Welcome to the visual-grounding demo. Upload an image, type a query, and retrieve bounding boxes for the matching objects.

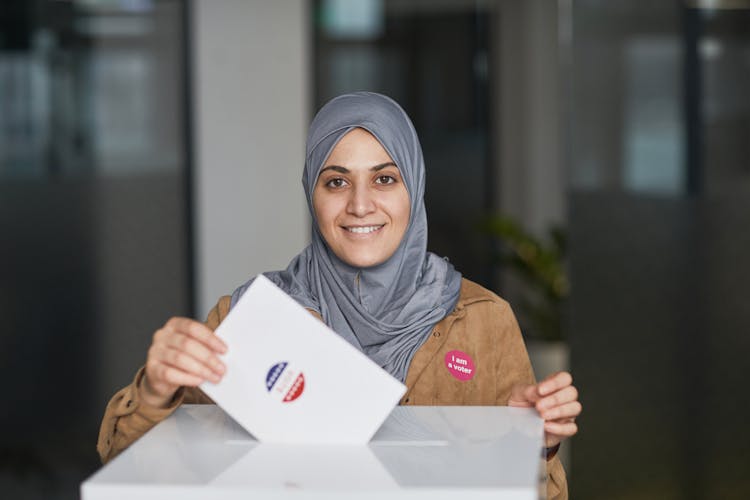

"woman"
------------
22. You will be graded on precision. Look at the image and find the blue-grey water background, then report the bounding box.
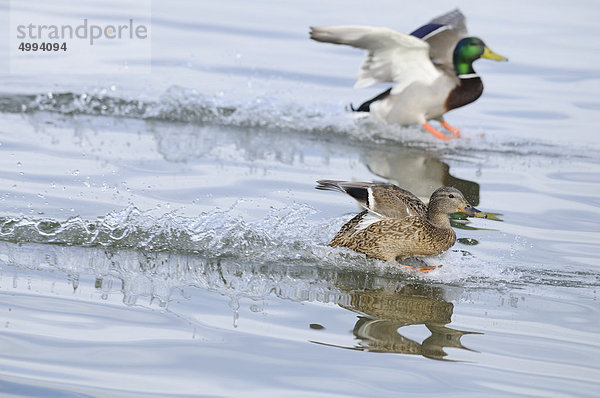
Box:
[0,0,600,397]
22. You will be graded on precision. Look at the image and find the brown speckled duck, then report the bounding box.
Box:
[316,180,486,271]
------------
Rewrite everything in the records from the line containing "background, then report the bounding box." down to the line containing "[316,180,486,271]" as a Markdown table with the columns No. and Text, giving each line its own numbered row. Skip blank lines, and leave the pictures out of the table.

| No. | Text |
|---|---|
| 1 | 22. You will be graded on precision. Look at the image and find the blue-grey water background, then report the bounding box. |
| 2 | Box: |
| 3 | [0,0,600,397] |
| 4 | 22. You will be graded on precision. Look at the image and find the brown speckled duck, then report the bounding box. |
| 5 | Box: |
| 6 | [316,180,486,271] |